##### Dataset

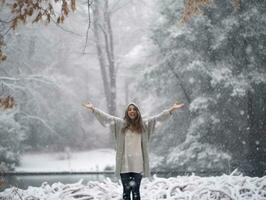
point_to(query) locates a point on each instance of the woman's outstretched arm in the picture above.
(104, 118)
(164, 115)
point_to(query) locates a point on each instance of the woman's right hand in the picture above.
(89, 106)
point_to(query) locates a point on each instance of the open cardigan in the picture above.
(117, 124)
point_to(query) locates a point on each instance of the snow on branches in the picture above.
(193, 7)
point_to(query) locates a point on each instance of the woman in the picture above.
(132, 135)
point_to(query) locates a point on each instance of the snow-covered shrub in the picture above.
(11, 136)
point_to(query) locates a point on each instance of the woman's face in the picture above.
(132, 112)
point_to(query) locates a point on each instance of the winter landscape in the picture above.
(195, 68)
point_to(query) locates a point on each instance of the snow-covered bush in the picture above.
(11, 136)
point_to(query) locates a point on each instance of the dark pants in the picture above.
(131, 182)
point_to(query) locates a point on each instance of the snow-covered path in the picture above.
(226, 187)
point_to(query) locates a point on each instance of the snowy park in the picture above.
(132, 99)
(226, 187)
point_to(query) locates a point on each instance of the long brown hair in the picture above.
(137, 123)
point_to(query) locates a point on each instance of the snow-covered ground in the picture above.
(94, 160)
(226, 187)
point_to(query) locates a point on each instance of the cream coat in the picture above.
(117, 124)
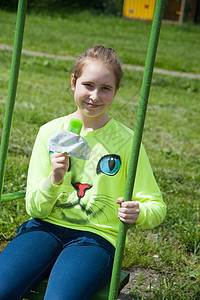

##########

**Task statement:**
Reproduce every line of the records above without changing a character, and leave out the pictures.

**The response:**
point_to(query) locates a point on each instance of the woman's outstretched arm in the picture above.
(104, 118)
(164, 115)
point_to(query) locates a point on each instance of the woman's right hand in the picture above.
(89, 106)
point_to(query) locates a point on each instance of the open cardigan in the picture above.
(117, 124)
point_to(query) locates a point on each instance of the snow on branches in the picture above.
(193, 7)
point_to(query) locates a point on each instance of the woman in the picture above.
(132, 135)
point_to(query) locates a point on each instance of the snow-covered shrub in the picture above.
(11, 136)
point_to(query) locates a point on each instance of the woman's face in the picture above.
(132, 112)
point_to(query) locates a point on each instance of the winter landscape in the picture above.
(195, 68)
point_to(query) locates a point on each instance of the snow-covered bush in the picture above.
(11, 136)
point_to(query) locates a point on each instance of the dark pants in the picture above.
(131, 182)
point_to(query) locates a point on each instance of the snow-covered path in the picture above.
(226, 187)
point_to(query) locates a point on each instance of the snowy park in the picture above.
(132, 99)
(226, 187)
point_to(query) locates a point on each instance of the long brown hair in the picture above.
(137, 123)
point_to(query) locates a point on each instance of the snow-covered ground in the picture above.
(94, 160)
(226, 187)
point_to(query) locates a point on each instance of the cream coat in the picture above.
(117, 124)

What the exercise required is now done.